> **PROBLEM STATEMENT**
According to the Glenn Gould review, what did Gould give up in order to present himself solely through recordings?

======== SELECTED EXTRACT ========

Glenn Gould's eccentricities were as famous as his playing. Indeed, they contributed to making that playing famous. He was a pianist with a unique, extreme style who gave up public performance to present himself solely through recordings. In the age of mechanical reproduction, Gould encouraged listeners to interfere with his recorded performances. To twiddle our dials, he said, would be to assert the value of "aesthetic narcissism".

"Gould managed to create a living legend of himself," the author of this new biography promisingly writes. Any writer on the Gould trail needs a touch of their subject's savvy and scepticism to get at all close. Peter Ostwald is aware of the complexities. But the symbolic frisson - the case of the real Gould, the virtual Gould, the disappearing Gould - is not his field. The solution to the Gould problem is to combine biographical data with "personal knowledge".

======== PROVIDED DATA ========

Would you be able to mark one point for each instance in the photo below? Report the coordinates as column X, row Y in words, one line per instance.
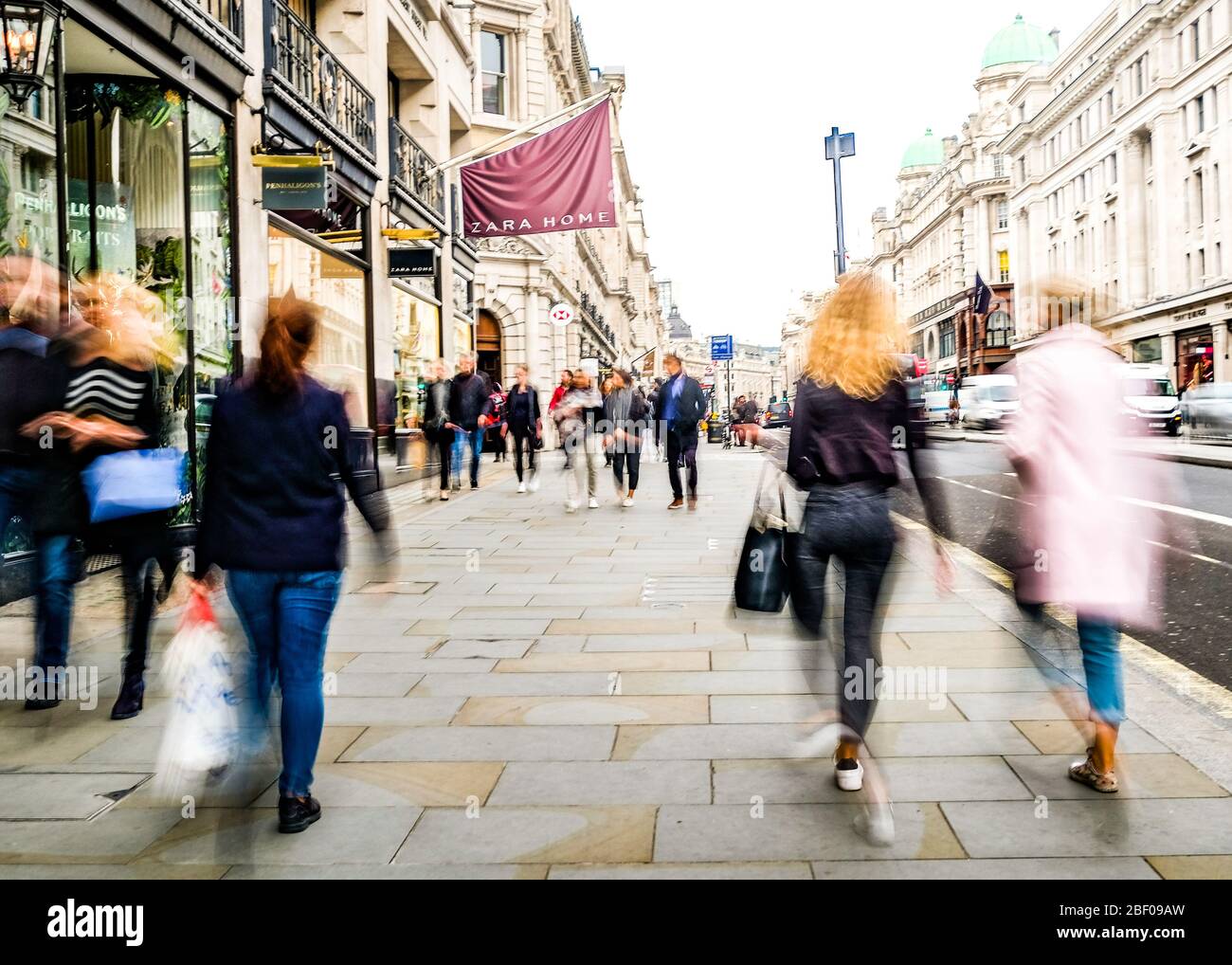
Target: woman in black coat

========

> **RESPONSE**
Public performance.